• [WORK TO COMPLETE]
From the line that contains "the foal's white" to the last line of the entries, write each line out exactly; include both ends and nothing else.

(Saved entries)
□ □ □ □ □ □ □
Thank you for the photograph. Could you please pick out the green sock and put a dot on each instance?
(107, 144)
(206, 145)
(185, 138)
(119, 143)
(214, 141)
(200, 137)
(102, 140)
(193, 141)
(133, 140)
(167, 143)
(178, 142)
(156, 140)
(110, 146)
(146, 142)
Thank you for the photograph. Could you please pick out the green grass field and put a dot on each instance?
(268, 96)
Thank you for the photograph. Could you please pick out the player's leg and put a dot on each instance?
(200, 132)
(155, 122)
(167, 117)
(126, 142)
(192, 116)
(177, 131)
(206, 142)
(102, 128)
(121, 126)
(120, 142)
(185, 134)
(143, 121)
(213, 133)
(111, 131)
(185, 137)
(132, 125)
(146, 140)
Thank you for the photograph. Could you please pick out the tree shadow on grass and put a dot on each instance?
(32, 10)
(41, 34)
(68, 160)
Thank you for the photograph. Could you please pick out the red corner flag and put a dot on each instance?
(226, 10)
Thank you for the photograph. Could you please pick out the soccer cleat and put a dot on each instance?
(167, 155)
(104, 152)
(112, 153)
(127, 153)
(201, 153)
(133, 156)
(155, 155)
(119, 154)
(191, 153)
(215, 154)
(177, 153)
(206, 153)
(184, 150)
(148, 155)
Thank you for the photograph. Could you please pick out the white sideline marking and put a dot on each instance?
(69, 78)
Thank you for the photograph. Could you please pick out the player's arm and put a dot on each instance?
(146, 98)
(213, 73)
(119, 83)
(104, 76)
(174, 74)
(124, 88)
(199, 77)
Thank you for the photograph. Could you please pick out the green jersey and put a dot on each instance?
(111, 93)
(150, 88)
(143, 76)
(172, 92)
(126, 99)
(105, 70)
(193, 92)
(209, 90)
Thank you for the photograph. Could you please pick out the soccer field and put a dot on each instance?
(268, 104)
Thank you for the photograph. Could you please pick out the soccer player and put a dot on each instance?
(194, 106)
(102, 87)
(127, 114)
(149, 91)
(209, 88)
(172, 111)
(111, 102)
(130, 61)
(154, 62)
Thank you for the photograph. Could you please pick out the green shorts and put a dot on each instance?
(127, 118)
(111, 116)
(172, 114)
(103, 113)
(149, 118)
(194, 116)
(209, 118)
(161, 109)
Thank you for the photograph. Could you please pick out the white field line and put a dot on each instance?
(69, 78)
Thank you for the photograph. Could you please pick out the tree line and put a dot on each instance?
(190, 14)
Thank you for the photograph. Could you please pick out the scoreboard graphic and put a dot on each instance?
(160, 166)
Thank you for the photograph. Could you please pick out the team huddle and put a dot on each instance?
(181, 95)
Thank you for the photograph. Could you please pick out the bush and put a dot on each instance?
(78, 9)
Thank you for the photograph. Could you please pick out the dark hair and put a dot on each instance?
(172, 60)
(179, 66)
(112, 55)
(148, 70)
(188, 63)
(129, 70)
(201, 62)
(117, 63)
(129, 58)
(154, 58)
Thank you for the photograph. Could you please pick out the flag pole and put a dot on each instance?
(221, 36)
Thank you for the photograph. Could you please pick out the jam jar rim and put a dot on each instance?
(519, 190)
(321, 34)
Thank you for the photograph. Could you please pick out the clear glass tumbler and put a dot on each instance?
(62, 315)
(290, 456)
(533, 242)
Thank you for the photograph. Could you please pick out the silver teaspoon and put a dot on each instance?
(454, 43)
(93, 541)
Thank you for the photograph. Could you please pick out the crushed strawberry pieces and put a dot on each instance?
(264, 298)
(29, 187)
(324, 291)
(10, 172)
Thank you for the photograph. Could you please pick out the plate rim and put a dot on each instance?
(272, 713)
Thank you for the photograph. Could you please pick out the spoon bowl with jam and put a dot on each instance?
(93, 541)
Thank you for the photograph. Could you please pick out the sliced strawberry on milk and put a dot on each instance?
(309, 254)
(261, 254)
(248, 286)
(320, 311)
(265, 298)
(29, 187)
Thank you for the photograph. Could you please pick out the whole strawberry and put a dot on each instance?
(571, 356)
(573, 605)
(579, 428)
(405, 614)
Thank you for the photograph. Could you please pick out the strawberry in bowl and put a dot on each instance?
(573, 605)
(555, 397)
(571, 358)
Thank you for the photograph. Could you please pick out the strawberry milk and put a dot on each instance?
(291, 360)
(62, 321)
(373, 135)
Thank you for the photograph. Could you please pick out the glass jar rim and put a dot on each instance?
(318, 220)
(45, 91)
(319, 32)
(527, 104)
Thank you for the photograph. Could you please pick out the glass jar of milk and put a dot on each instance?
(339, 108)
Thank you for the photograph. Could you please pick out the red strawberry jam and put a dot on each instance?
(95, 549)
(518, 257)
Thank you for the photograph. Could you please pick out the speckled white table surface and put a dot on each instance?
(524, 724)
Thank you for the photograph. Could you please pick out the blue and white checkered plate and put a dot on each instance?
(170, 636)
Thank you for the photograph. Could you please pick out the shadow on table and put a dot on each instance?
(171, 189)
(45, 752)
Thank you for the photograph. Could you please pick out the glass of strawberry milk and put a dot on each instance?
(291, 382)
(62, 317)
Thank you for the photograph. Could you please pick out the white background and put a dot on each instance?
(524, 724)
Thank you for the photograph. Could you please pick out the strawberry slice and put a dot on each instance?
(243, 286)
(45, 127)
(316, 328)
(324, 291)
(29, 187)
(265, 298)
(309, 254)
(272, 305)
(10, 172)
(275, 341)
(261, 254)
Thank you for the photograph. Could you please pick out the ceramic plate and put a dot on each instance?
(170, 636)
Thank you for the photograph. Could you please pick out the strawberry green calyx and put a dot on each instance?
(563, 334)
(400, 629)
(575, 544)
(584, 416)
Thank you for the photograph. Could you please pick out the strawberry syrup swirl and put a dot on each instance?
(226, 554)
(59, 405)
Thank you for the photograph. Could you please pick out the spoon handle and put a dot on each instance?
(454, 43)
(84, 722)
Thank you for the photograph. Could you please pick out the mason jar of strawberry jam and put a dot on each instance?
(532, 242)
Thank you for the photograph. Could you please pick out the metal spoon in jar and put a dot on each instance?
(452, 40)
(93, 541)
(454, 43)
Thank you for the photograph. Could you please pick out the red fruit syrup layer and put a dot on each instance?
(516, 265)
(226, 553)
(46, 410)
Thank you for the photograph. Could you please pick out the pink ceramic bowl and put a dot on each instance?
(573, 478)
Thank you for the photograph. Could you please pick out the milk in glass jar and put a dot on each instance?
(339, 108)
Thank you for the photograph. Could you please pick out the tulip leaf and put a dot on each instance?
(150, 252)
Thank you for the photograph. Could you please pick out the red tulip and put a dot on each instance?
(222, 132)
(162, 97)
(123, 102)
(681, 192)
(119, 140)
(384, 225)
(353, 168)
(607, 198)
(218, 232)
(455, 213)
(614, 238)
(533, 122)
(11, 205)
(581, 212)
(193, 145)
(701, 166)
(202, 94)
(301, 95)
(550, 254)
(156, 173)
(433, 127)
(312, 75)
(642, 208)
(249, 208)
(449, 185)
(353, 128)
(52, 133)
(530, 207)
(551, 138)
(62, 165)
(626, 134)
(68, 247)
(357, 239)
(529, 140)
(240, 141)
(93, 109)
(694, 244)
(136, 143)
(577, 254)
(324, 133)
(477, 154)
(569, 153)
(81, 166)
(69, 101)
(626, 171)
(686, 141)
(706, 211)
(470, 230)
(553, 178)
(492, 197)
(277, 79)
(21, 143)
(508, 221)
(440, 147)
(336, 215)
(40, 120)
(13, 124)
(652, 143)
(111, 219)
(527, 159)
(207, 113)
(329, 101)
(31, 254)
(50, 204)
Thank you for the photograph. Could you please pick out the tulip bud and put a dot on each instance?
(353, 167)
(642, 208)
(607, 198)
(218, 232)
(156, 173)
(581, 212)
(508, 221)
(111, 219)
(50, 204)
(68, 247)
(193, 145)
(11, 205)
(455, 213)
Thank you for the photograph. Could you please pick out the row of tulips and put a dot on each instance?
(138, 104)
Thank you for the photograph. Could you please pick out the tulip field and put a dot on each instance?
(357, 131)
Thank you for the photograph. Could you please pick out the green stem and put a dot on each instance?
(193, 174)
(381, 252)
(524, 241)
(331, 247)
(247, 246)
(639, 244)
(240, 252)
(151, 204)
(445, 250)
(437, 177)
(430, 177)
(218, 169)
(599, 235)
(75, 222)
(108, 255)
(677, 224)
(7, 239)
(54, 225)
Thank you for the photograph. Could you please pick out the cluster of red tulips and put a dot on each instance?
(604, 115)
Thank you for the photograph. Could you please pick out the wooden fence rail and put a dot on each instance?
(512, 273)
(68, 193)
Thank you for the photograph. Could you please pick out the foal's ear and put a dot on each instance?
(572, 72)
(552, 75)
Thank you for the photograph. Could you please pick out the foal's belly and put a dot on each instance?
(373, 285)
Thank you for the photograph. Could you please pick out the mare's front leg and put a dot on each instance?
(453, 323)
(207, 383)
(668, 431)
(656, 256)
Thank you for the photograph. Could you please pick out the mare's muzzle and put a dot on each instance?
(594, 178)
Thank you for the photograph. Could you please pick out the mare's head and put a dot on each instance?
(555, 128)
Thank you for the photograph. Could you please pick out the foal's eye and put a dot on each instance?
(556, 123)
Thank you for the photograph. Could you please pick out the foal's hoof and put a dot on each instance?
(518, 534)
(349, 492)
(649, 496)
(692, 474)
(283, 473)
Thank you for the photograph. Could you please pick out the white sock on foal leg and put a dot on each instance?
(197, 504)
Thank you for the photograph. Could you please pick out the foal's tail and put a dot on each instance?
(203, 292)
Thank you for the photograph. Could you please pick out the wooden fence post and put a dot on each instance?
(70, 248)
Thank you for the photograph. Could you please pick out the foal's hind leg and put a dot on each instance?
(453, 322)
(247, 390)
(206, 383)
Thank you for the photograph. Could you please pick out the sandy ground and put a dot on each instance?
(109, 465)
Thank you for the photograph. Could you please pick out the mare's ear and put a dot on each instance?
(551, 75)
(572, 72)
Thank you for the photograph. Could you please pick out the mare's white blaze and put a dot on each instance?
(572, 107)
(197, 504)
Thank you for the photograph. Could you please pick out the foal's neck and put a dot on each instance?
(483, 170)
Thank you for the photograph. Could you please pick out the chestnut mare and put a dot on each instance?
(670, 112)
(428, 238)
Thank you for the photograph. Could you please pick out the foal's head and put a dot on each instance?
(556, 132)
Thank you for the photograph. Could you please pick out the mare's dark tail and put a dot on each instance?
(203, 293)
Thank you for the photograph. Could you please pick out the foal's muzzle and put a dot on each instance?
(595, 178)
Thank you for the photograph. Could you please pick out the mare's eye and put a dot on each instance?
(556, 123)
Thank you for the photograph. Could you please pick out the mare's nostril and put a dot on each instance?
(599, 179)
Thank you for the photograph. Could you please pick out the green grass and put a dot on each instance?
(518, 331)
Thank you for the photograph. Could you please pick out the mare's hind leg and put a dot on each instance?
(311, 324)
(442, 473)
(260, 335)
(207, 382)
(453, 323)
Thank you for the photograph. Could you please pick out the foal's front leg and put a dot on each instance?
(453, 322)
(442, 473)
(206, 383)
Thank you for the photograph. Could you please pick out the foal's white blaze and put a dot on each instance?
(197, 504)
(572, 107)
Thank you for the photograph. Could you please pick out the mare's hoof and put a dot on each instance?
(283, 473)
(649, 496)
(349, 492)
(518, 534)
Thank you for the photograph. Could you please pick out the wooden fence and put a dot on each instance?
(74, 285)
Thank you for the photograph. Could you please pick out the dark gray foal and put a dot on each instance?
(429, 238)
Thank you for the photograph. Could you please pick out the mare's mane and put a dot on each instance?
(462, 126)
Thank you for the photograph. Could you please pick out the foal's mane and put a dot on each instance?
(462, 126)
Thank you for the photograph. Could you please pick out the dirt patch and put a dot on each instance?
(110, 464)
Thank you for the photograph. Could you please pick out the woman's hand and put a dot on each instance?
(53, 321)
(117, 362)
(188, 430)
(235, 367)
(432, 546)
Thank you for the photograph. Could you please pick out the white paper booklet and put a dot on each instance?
□ □ □ □ □ □ □
• [RESPONSE AREA]
Thank you for the photograph. Could you please pick out the foal's white blaze and put a dot on each instance?
(197, 504)
(572, 107)
Thank you for the photograph. Could you please pick out the mare's hoof and put a dot on each instance?
(283, 473)
(649, 496)
(349, 492)
(518, 534)
Thank you for the photograph. Could you please pick out the wooden fence and put a dot on each instance?
(74, 285)
Thank you for the photograph. Could you please pick out the dark gray foal and put a dot on each instance?
(429, 238)
Thank you for the photograph. Could you please pick out the mare's mane and put a dot on each instance?
(462, 126)
Thank you for the photograph. Could you please pick out the foal's mane and put a dot on each instance?
(462, 126)
Thank you for the photograph. Could you please pick out the dirt patch and put a dot on each instance?
(110, 464)
Thank you for the photograph. Could you please pick out the woman's hand and put a dot on each instance?
(53, 321)
(117, 362)
(188, 430)
(235, 367)
(432, 546)
Thank you for the photograph. Could you please pick out the white paper booklet and put a dot on each instance?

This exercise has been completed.